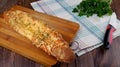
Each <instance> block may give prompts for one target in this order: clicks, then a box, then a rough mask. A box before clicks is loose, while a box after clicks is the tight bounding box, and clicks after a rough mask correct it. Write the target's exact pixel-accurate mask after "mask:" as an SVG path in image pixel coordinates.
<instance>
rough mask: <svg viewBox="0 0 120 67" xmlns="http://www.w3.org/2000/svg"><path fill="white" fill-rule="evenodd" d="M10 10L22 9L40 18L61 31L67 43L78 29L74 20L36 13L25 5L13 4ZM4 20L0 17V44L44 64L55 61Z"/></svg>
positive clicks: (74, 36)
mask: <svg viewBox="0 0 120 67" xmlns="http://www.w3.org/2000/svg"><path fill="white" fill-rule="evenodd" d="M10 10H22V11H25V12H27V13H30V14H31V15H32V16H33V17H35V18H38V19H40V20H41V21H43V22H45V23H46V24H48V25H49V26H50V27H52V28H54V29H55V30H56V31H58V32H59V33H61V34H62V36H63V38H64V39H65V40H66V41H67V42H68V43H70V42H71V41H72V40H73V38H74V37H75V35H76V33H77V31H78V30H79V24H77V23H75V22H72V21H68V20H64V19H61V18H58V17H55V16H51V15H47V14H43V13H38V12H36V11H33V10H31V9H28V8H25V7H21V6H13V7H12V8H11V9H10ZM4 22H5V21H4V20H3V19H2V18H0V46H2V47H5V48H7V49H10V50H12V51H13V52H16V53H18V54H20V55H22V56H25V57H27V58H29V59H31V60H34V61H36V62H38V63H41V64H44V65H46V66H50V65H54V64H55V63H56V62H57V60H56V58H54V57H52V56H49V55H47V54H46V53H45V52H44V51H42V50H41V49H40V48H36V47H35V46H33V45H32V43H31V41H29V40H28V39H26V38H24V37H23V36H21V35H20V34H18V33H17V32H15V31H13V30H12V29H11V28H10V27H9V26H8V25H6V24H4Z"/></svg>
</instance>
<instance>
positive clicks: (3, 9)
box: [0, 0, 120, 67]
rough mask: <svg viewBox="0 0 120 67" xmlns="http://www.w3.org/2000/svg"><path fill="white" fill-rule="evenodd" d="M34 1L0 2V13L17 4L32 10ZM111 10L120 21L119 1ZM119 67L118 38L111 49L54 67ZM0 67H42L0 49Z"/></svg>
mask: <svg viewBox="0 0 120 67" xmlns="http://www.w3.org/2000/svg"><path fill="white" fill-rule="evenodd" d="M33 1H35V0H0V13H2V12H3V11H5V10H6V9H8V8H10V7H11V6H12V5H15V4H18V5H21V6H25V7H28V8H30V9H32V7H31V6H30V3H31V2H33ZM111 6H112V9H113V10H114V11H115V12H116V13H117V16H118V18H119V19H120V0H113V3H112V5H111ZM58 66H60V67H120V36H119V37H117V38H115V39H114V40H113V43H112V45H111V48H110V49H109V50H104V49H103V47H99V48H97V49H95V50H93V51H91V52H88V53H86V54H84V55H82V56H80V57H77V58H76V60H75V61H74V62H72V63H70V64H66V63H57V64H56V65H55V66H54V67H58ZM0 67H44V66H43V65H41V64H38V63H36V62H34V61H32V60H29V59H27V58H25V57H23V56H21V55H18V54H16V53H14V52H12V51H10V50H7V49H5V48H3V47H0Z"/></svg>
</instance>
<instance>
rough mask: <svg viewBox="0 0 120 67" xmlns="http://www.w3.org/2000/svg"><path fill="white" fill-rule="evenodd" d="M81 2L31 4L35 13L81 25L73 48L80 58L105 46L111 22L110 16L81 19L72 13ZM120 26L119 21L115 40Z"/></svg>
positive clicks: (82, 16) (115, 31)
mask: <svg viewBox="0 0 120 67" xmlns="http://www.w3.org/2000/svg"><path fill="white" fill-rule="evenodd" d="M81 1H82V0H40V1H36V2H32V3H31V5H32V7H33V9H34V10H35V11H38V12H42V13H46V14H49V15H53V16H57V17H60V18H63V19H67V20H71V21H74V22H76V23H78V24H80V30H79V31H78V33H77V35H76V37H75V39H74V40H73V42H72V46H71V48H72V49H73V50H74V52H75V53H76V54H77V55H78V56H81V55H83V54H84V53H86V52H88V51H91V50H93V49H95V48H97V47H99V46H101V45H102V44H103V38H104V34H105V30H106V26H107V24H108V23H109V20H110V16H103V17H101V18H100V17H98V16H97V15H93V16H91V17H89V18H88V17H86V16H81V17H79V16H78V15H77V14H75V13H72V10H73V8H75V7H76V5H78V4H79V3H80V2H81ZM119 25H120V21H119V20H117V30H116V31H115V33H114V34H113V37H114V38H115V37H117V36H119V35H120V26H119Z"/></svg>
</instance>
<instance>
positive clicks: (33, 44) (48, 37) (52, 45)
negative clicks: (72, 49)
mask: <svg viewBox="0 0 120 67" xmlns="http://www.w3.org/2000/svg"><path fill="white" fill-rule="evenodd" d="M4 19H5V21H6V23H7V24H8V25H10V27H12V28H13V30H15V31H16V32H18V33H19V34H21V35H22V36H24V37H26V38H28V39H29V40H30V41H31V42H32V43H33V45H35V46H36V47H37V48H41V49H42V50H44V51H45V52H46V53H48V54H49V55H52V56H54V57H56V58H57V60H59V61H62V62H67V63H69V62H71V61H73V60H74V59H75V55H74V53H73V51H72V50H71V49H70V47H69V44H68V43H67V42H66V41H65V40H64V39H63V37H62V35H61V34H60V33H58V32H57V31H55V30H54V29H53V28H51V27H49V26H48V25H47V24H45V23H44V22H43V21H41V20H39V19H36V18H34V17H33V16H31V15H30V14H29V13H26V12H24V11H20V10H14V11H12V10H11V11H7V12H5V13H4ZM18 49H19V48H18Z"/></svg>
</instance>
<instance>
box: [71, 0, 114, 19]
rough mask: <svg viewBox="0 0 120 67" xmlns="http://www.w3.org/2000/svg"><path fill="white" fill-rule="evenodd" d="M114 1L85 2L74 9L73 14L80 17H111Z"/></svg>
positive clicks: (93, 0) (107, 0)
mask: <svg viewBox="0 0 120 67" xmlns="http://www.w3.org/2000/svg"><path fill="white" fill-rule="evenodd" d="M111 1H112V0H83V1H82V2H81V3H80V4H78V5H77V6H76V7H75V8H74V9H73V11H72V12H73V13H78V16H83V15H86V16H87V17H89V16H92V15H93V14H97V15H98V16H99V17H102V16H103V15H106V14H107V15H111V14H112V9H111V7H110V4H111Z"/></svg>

==

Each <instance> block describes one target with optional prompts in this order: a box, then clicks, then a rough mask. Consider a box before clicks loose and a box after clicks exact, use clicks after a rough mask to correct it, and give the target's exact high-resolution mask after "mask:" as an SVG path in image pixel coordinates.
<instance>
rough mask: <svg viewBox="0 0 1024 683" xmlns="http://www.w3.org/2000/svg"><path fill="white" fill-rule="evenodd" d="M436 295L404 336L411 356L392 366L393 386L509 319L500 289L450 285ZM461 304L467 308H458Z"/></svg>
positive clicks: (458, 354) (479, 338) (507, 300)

* * *

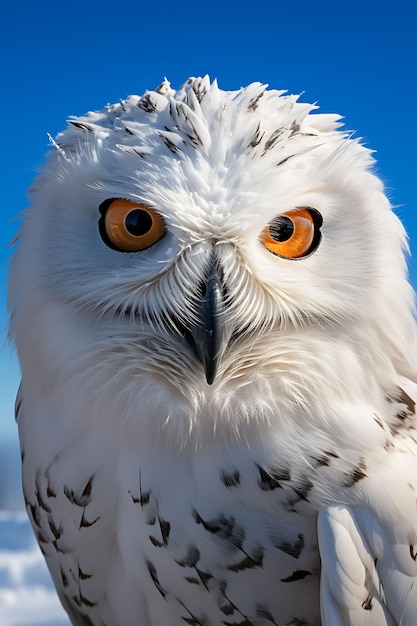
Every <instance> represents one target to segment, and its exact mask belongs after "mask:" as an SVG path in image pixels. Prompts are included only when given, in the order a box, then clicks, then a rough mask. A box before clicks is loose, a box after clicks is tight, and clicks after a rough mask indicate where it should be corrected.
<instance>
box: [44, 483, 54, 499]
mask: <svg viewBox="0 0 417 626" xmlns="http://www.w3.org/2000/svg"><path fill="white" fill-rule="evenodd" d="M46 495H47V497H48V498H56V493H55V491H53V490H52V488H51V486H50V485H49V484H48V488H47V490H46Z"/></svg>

__WHAT YOU ARE ASKED TO DO__. Please show the lines of the material that contain the string "coordinates".

__TASK OUTPUT__.
Each <instance> block may give prompts for one target in this order: clicks, then a box, then a rough mask. A box before clicks is loose, while a box after clicks is the tight bounding box, and clicks after a rough mask correct it. Write the target's exact pixel-accurate mask after "mask:" as an SVG path in image pixel coordinates.
Each <instance> block describes one target with optional prompts in this order: a box, then clicks, then a rough mask. Consider a box before clicks loose and a box after clicks exact, use clicks after a rough mask to correct it, and give the target's exact high-resolution mask after "mask:" as an SVG path in image pixel coordinates.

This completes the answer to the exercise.